_Aufgabe A_
Übertragen Sie folgenden Satz aus dem Text über das getrennt lebende Ehepaar ins Englische: „Das Ehepaar führte keine intime Beziehung mehr und aß nur gelegentlich mit den Kindern gemeinsam.“
_Aufgabe B_
Beantworten Sie anhand des Textes über das getrennt lebende Ehepaar die folgenden Fragen:
(i) Seit welchem Jahr sind die Eheleute verheiratet?
(ii) In welchen Teil des Hauses zog der Vater?
(iii) Wem zuliebe wohnten beide weiterhin in demselben Haus?
_Aufgabe C_
Schreiben Sie den Text über das getrennt lebende Ehepaar im Anschluss an seinen letzten Satz weiter.

_Vorliegender Text_

☆ ☆ ☆ ☆

Oberlandesgericht Frankfurt am Main, Urteil vom 28.03.2024 – 1 UF 160/23, Pressemitteilung Nr. 19/2024 vom 15.04.2024
Hintergrund
Die Eheleute des vorliegenden Falles sind seit dem Jahre 2014 verheiratet und haben drei noch minderjährige Kinder, die in den Jahren 2015, 2017 und 2019 zur Welt gekommen sind. Im Jahr 2021 trennten sich die Eheleute, strittig ist vorliegend der Zeitpunkt der wechselseitigen Auskunftsverpflichtung zum Trennungsvermögen im Rahmen der güterrechtlichen Auseinandersetzung des Ehepaares.
Nachdem die Eheleute zunächst getrennte Schlafzimmer nutzten, zog der Vater in das Untergeschoss des Hauses und nutzte das dort befindliche Badezimmer, während die Mutter das Badezimmer des Obergeschosses und das dort befindliche ehemalige eheliche Schlafzimmer mit den Kindern nutzte. Das Ehepaar führte keine intime Beziehung mehr und aß nur gelegentlich mit den Kindern gemeinsam. Beide Eheleute gingen sich jedoch hilfsweise zur Hand, indem sie etwa Einkäufe oder andere Besorgungen füreinander erledigten. Beide gingen noch freundschaftlich miteinander um und wohnten den Kindern zuliebe weiterhin in demselben Haus.

☆ ☆ ☆ ☆

_Gegebene Datensätze_

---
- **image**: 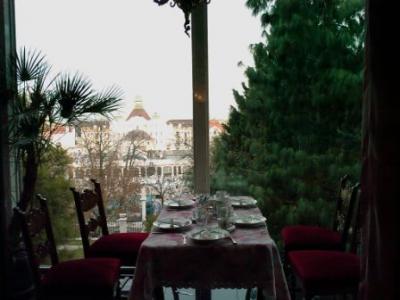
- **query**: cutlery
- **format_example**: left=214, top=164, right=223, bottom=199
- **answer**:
left=228, top=235, right=237, bottom=245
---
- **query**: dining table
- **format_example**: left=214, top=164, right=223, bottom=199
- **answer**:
left=129, top=197, right=290, bottom=300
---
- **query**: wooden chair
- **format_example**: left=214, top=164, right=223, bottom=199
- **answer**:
left=287, top=184, right=360, bottom=300
left=14, top=195, right=120, bottom=300
left=71, top=179, right=149, bottom=266
left=281, top=175, right=354, bottom=252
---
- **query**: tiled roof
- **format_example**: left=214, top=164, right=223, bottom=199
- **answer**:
left=126, top=108, right=150, bottom=121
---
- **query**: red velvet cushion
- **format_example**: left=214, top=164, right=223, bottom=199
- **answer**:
left=89, top=232, right=149, bottom=266
left=42, top=258, right=121, bottom=299
left=281, top=225, right=341, bottom=251
left=288, top=250, right=360, bottom=293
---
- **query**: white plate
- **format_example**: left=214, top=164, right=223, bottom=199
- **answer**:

☆ ☆ ☆ ☆

_Lösung A_
The couple no longer had an intimate relationship and only occasionally ate together with the children.

_Lösung B_
(i) Seit 2014.
(ii) In das Untergeschoss.
(iii) Den Kindern zuliebe.

_Lösung C_
Gemäß § 1379 Bürgerliches Gesetzbuch (BGB) kann jeder Ehegatte vom anderen Ehegatten Auskunft über das Vermögen zum Zeitpunkt der Trennung verlangen. Die Auskunftsverpflichtung über das Trennungsvermögen soll den einen Ehegatten davor schützen, dass der andere Ehegatte im Zeitraum der Trennung vermögensschädigende Dispositionen trifft, um die Berechnung eines etwaigen Zugewinnanspruchs zu seinen Gunsten zu beeinflussen. Als die Eheleute wechselseitig ihre Anträge auf Auskunft des Vermögens zum Zeitpunkt der Trennung stellten, gab der Ehemann einen späteren Trennungszeitpunkt an als die Ehefrau.
Während die Ehefrau als Trennungszeitpunkt den 20.01.2021 angab, der Tag, an dem sie ihrem Ehemann per Mail mitteilte, es sei wohl besser, wenn sie sich trennen würden, gab der Ehemann als Trennungszeitpunkt den 09.03.2021 an, der Tag, an dem die Ehefrau aus dem gemeinsamen Haus auszog.
Das Amtsgericht Frankfurt am Main legte den vom Ehemann genannten späteren Zeitpunkt zugrunde, wogegen sich die Ehefrau mit einer Beschwerde an das Oberlandesgericht Frankfurt am Main wandte. Dieses gab ihr Recht.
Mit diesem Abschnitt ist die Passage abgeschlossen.